=== Information shown ===
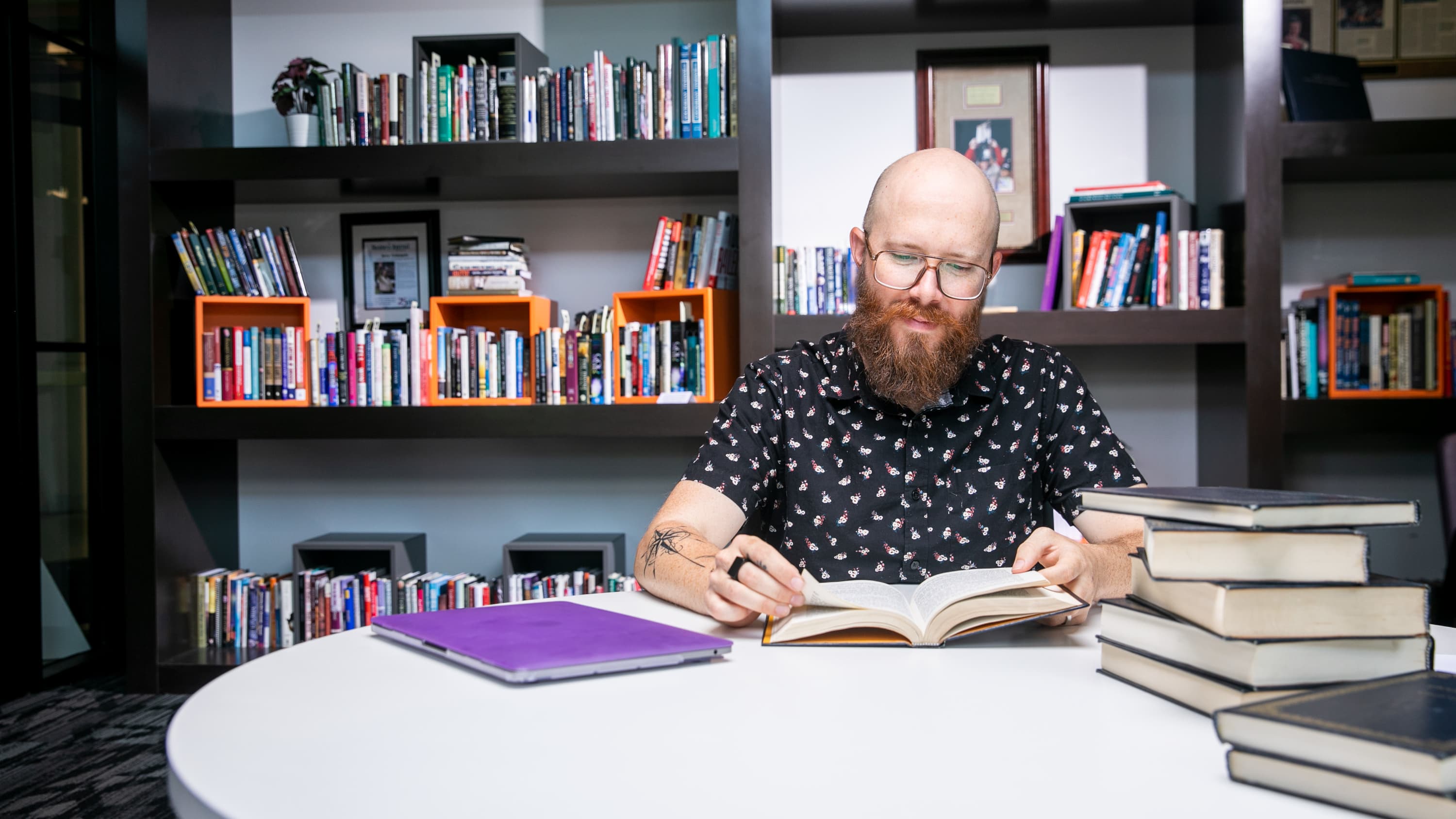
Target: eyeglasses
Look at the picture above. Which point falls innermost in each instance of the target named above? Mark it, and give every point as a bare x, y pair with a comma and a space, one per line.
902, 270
==
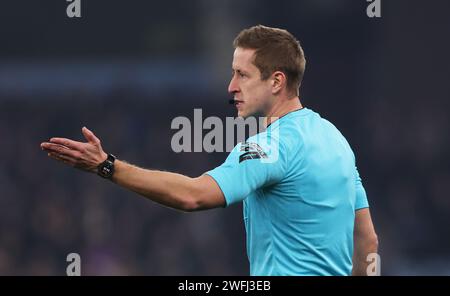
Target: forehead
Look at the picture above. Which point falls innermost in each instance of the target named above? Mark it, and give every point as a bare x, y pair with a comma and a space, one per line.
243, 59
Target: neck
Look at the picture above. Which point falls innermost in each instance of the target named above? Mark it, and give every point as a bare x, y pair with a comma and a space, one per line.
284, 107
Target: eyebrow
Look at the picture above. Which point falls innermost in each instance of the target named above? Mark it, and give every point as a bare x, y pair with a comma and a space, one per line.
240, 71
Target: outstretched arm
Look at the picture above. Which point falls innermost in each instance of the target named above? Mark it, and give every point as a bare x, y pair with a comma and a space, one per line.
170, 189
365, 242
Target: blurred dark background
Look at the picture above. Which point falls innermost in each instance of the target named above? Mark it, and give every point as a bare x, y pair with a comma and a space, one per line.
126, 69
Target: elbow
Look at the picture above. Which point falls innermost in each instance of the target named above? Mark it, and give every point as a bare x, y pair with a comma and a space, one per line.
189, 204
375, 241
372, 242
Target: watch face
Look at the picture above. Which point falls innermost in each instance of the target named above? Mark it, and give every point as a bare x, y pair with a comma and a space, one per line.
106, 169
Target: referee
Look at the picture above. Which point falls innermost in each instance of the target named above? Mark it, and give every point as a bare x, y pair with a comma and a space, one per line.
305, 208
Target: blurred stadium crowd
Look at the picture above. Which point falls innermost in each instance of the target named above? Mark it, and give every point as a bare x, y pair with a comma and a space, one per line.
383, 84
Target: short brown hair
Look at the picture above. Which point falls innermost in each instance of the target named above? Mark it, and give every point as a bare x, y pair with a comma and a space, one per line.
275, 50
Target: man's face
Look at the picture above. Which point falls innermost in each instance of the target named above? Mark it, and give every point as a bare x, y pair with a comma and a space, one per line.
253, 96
---
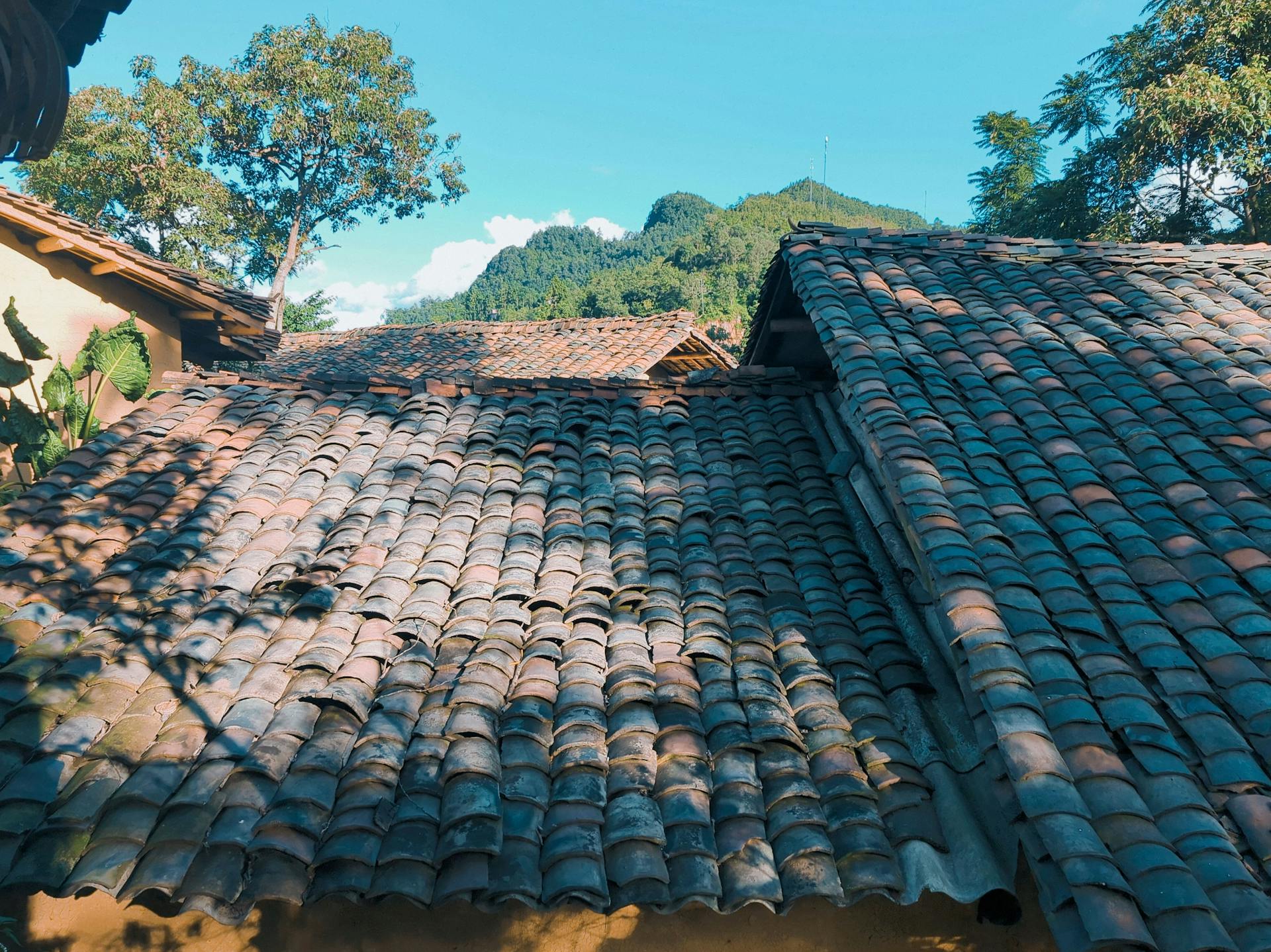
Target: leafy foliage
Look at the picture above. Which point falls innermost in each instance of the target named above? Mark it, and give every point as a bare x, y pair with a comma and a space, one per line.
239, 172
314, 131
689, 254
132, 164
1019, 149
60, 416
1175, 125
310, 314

=== Work instructions ===
Every line of the listing above that includes "blurred" should be copied out.

=== Completed exercise ===
Target: blurred dark background
Target: blurred stadium crowd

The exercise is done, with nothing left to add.